— Start Data entries —

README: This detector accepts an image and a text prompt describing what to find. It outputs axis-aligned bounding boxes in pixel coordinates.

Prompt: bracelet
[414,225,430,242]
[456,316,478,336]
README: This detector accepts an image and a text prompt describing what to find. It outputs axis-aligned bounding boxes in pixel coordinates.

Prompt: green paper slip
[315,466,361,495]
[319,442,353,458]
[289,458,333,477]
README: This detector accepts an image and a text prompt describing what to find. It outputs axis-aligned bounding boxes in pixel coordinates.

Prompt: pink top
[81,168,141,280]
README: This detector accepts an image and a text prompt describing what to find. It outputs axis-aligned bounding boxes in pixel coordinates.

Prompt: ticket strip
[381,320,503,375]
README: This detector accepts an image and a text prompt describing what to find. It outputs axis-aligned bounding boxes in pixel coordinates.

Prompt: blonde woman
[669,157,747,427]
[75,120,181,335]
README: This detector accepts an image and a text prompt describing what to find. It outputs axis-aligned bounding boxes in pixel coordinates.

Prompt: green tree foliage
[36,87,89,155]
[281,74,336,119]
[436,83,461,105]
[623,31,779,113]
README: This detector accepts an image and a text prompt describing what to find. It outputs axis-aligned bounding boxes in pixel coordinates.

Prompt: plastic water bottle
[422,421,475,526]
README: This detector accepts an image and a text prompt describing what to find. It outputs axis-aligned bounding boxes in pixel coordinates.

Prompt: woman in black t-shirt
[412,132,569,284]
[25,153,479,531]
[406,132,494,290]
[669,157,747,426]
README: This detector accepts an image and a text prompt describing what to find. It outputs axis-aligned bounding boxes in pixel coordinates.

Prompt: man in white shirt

— End Data entries —

_What is needed_
Copy out the items from their start through the line that contains "[456,316,478,336]", replacing "bracelet" with "wristwatch" and leaving everything else unchanged.

_Right answer_
README: This detector accepts an image and a text prompt describing what to find. It outputs axis-aligned bounding boxes in pixel coordinates.

Prompt: wristwatch
[414,225,430,242]
[456,316,478,336]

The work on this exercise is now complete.